[[ TEXT SEGMENT, beginning ]]

Over the past few weeks, the global COVID-19 pandemic has served to change much in the day-to-day lives of average citizens, including vocabulary.
While terms such as “social distancing” and others are now part of the public vernacular, what do they really mean?
Below is a list of related terms and their proper definitions according to government agencies such as the Centers for Disease Control and Prevention, World Health Organization and the Kansas Department of Health and Environment:
Novel coronavirus: An informal name for COVID-19, the term simply refers to a “never-before-seen” coronavirus that has “not been previously identified.” Coronaviruses are nothing new, appearing predominantly as mild respiratory infections and colds in their most common forms. However, other serious outbreaks of coronavirus have occurred in the past as well, including the SARS and MERS outbreaks.
Asymptomatic carrier: In this case, an asymptomatic carrier is a person or other organism that has become infected with COVID-19, but that displays no signs or symptoms. Although unaffected by the virus, carriers can transmit it to others or develop symptoms in later stages of the disease. Current symptoms reported by patients with COVID-19 have included mild to severe respiratory illness with fever, cough and difficulty breathing, although additional, severe symptoms can appear in individuals with pre-existing conditions.
Incubation period: This term refers to the amount of time between initial exposure to COVID-19 and the first appearance of symptoms. Currently, the incubation period for COVID-19 can last as long as 14 days.
Social distancing: As it applies to COVID-19, the CDC defines social distancing as “remaining out of congregate settings, avoiding mass gatherings and maintaining distance (approximately 6 feet, or 2 meters) from others when possible.” The blanket term can also simply refer to the practice of remaining indoors and venturing out in public only when absolutely necessary.
Self-quarantine: Self-quarantines are usually undertaken by individuals who believe they may have already been exposed to the virus and include precautions such as staying at home, not having visitors and practicing recommended hygiene techniques. The CDC recommends individuals who believe they’ve been exposed should remain in self-quarantine for at least 14 days.

[[ TEXT SEGMENT, end ]]
[[ RECORDED DATA, beginning ]]

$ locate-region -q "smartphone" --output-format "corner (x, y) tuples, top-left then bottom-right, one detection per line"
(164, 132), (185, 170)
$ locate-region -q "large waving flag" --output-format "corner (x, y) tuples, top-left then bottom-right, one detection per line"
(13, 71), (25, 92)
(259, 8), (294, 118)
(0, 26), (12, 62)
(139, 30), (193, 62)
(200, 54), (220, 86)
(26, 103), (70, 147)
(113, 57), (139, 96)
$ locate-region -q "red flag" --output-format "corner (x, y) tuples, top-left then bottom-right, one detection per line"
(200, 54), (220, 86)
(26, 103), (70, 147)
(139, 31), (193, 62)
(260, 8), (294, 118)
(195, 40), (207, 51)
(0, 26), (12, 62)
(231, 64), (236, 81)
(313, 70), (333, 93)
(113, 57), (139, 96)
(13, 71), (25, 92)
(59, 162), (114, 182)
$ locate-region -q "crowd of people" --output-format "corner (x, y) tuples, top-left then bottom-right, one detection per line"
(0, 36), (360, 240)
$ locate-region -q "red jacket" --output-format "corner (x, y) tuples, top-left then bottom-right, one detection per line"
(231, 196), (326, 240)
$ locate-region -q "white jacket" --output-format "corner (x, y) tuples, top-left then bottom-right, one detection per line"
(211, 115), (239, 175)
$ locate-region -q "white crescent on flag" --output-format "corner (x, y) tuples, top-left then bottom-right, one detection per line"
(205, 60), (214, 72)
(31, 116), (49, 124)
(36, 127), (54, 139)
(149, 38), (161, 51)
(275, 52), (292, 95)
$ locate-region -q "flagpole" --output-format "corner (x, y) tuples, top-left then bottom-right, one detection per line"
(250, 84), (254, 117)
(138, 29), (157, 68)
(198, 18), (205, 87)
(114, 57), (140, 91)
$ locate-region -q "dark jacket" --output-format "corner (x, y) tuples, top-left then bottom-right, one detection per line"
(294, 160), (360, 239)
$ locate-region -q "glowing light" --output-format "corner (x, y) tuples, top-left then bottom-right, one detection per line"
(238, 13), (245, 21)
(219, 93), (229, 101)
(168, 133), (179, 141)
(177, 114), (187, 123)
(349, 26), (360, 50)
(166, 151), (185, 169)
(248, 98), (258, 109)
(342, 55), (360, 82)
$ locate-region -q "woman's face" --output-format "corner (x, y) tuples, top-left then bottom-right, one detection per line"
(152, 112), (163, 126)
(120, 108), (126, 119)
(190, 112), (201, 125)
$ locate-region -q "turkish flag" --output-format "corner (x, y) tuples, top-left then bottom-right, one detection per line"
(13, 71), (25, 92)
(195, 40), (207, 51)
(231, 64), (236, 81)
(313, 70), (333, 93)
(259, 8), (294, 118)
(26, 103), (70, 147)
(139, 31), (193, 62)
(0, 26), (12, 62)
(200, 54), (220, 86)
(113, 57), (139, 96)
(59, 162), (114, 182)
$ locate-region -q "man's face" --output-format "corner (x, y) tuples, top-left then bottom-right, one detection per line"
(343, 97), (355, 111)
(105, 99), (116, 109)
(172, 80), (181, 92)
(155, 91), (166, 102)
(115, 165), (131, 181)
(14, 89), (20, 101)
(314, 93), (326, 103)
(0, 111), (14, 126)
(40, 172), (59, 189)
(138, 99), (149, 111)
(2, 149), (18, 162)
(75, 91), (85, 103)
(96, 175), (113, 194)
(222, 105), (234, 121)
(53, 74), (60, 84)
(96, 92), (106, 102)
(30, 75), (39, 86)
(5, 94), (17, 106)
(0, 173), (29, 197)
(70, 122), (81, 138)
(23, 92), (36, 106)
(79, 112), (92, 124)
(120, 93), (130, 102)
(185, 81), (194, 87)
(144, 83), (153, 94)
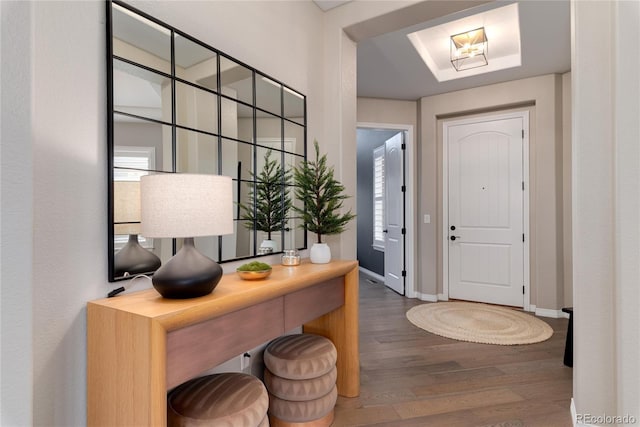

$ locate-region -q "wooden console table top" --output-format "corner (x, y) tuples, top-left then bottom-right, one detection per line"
(87, 260), (360, 426)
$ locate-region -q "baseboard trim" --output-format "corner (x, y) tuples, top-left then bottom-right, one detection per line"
(415, 292), (438, 302)
(531, 306), (569, 319)
(358, 267), (384, 285)
(571, 397), (597, 427)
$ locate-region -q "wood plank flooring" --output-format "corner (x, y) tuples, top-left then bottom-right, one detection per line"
(333, 275), (573, 427)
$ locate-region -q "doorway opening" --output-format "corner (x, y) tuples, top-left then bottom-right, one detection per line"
(357, 123), (415, 297)
(442, 111), (529, 310)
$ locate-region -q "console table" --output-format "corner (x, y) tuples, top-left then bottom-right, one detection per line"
(87, 260), (360, 426)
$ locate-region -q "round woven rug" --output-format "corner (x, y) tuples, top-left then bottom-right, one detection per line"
(407, 302), (553, 345)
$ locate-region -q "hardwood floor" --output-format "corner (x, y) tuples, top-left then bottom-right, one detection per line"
(333, 275), (572, 427)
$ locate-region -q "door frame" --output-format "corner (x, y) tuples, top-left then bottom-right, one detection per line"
(356, 122), (417, 298)
(440, 110), (531, 311)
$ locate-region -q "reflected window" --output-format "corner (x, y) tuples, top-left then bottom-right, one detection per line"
(373, 145), (385, 251)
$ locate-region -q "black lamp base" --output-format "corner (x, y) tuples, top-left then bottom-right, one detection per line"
(113, 234), (161, 277)
(152, 237), (222, 299)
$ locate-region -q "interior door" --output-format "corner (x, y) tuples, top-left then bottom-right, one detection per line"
(384, 132), (404, 295)
(446, 117), (524, 307)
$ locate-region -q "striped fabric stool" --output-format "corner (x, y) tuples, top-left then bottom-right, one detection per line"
(167, 372), (269, 427)
(264, 334), (338, 427)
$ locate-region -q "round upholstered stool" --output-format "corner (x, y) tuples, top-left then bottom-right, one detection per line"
(264, 334), (338, 427)
(167, 372), (269, 427)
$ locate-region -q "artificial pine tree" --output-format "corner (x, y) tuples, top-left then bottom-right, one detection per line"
(238, 150), (291, 240)
(293, 141), (355, 243)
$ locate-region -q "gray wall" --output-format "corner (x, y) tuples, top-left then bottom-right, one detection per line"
(356, 129), (398, 276)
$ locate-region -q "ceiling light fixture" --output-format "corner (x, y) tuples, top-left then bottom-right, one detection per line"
(451, 27), (489, 71)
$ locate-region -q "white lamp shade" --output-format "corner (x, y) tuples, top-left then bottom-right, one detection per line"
(140, 173), (233, 238)
(113, 181), (140, 234)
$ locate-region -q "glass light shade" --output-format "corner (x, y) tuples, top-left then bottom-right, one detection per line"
(140, 173), (233, 238)
(451, 27), (489, 71)
(113, 181), (140, 234)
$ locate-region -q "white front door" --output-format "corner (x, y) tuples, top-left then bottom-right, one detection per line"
(384, 132), (404, 295)
(444, 115), (525, 307)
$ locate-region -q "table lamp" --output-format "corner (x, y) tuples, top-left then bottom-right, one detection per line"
(140, 173), (233, 299)
(113, 181), (161, 277)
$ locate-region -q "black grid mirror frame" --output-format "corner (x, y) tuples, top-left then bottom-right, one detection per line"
(106, 0), (307, 282)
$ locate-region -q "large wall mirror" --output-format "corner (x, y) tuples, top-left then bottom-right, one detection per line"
(107, 0), (307, 281)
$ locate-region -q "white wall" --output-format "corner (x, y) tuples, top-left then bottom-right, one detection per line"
(0, 2), (33, 426)
(571, 1), (640, 420)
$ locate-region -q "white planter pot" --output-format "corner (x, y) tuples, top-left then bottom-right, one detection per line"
(309, 243), (331, 264)
(260, 239), (278, 252)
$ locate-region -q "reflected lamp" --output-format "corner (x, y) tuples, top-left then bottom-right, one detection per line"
(113, 181), (161, 277)
(451, 27), (489, 71)
(140, 173), (234, 299)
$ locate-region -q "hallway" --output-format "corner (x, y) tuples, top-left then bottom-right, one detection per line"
(333, 274), (572, 427)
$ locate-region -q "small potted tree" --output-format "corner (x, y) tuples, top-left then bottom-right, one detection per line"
(238, 150), (291, 251)
(293, 141), (355, 264)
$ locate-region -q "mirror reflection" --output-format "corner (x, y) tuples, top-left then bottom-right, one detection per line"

[[ RECORDED DATA, end ]]

__YOUR TASKS__:
[a] For each statement below, say whether it agrees with the COVID-19 glossary. Answer yes or no and quote the words from the glossary that decide it.
(i) The incubation period for COVID-19 can last as long as 14 days.
(ii) The CDC's definition of social distancing calls for keeping about 10 feet from others.
(iii) Asymptomatic carriers are unable to pass the virus to other people.
[b] Transcribe the COVID-19 glossary from "Asymptomatic carrier: In" up to and including "with pre-existing conditions.".

__TASK-BY-TASK SOLUTIONS__:
[a]
(i) Yes: "Currently, the incubation period for COVID-19 can last as long as 14 days."
(ii) No: "maintaining distance (approximately 6 feet, or 2 meters) from others when possible."
(iii) No: "carriers can transmit it to others or develop symptoms in later stages of the disease."

[b]
Asymptomatic carrier: In this case, an asymptomatic carrier is a person or other organism that has become infected with COVID-19, but that displays no signs or symptoms. Although unaffected by the virus, carriers can transmit it to others or develop symptoms in later stages of the disease. Current symptoms reported by patients with COVID-19 have included mild to severe respiratory illness with fever, cough and difficulty breathing, although additional, severe symptoms can appear in individuals with pre-existing conditions.